**EXERCISE REQUIREMENTS**
Print the data below exactly as it appears.

**GIVEN RECORDS**
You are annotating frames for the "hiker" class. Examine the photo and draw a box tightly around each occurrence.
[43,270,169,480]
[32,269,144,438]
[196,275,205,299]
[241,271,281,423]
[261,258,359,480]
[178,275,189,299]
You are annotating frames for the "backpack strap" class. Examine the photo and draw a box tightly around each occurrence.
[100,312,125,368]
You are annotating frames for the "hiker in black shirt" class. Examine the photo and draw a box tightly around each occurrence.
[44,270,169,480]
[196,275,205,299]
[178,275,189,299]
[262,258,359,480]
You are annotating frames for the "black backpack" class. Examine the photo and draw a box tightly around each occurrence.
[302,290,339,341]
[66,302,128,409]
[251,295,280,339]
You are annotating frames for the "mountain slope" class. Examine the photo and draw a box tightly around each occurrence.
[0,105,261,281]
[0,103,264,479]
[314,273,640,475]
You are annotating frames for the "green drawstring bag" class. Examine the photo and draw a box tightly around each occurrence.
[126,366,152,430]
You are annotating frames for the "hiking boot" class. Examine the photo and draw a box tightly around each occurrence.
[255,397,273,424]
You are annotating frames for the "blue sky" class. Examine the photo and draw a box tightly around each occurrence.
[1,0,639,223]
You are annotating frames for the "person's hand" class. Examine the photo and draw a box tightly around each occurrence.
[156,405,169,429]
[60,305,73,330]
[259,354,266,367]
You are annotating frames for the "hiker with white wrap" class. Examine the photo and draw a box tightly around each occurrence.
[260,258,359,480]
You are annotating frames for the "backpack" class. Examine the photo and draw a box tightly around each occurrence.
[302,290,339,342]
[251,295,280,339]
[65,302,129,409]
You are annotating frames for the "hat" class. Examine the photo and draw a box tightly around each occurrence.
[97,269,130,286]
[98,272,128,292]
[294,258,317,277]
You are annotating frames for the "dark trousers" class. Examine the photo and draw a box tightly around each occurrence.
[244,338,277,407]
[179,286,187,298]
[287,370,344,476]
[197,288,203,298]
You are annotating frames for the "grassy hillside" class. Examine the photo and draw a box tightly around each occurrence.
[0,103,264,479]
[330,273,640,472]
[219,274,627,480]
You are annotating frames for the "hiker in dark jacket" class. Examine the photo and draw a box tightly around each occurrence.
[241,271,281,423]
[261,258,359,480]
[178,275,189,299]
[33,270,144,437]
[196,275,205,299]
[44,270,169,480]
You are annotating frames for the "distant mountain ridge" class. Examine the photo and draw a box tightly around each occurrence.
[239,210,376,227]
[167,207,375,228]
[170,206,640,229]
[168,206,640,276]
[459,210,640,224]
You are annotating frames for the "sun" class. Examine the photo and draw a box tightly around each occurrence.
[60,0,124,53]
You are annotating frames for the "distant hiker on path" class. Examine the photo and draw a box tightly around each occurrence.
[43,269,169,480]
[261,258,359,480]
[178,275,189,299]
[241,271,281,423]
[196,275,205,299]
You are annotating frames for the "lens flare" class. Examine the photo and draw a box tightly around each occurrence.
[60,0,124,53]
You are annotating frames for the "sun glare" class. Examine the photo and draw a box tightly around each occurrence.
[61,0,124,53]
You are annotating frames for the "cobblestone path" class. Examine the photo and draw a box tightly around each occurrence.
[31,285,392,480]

**ANSWER FOR THE TASK**
You are annotating frames for the "hiker" class. Examine the photo and draw a box tightly around each occurrence.
[43,270,169,480]
[32,269,144,438]
[196,275,205,299]
[241,271,281,423]
[261,258,359,480]
[178,275,189,299]
You are annotating frames for the "backpack strap" class. Examine the photo and draw a box tightly around each occurrence.
[100,312,125,368]
You are annotating frames for the "hiker in black shirt" class. Examine the photo and draw a box tightly around each occurrence.
[44,270,169,480]
[196,275,205,299]
[178,275,189,299]
[262,258,359,480]
You are annotating frames for the "black backpack" class. Examine the photo and draw a box tightly around each occurrence.
[302,290,339,341]
[66,302,128,409]
[251,295,280,339]
You are annotating frames for the "mountain slope" class. Examine the photo and draw a box tightly around each occurrence.
[0,105,261,281]
[0,103,264,479]
[314,273,640,475]
You are annotating frames for the "green drawstring bag" class. Examine the photo and draw a box tightly around each occurrence.
[126,366,152,430]
You are annotating frames for the "hiking boot" class. Examine the photo and draw a box tightly around each occurrence.
[255,397,273,424]
You are annotating frames for the "blue sky" class. Examine the photo and draw a box tightly around each occurrence.
[1,0,639,223]
You are annotating frames for the "person's hand" class. Examine the photo and draw a box tightly around each occurrence.
[156,405,169,429]
[60,305,73,330]
[259,354,266,367]
You are annotating frames for the "hiker with white wrap" class. Examine the photo and draw a box tightly around each occurrence.
[260,258,359,480]
You are annotating frames for the "backpack" class. Examine the photo and draw a box tightly around each occurrence.
[302,290,339,342]
[251,295,280,339]
[65,302,129,409]
You are annotating frames for the "hat" class. Examine the photo and draw a box tightly around each occurrence.
[97,269,130,286]
[98,272,128,292]
[294,258,317,277]
You are annotating frames for the "dark trousers" class. Examine the photo and draw a box tightly around each occurrence.
[244,338,277,407]
[179,286,187,298]
[287,370,344,476]
[197,288,203,298]
You are annotating frames for the "grassy hillside" class. Examine the photo and draw a box tightly around each occurrence.
[0,103,264,479]
[330,273,640,472]
[219,274,627,480]
You are annotating frames for the "hiker in dark jacket" class. Examine the photo and draw a box tightly around each occurrence.
[241,271,281,423]
[261,258,359,480]
[178,275,189,299]
[33,270,144,437]
[196,275,205,299]
[44,270,169,480]
You are annotating frames for the "distant mountain ridge" class. Examine the photo and draw a box tightly around each occurrence.
[239,210,376,227]
[167,207,375,228]
[170,206,640,229]
[168,206,640,276]
[459,210,640,224]
You are annotating frames for the "sun" class. Examine the photo and draw a box tightly around each occurrence.
[60,0,124,53]
You are annotating frames for the "distant hiker on path" class. Examine the photo and draw a box tightly around each occurrence.
[43,269,169,480]
[261,258,359,480]
[178,275,189,299]
[241,271,281,423]
[196,275,205,299]
You are annotating frames for the "lens flare" class. Examine the photo and draw a box tightly around each occurrence.
[60,0,124,53]
You are annotating frames for the "sun glare" class. Examine the photo and draw a box tightly around each occurrence.
[61,0,124,53]
You are annotating frames for the "cobblestone path" class. Examine the photo and draw a box tightly around each occurrence.
[31,285,392,480]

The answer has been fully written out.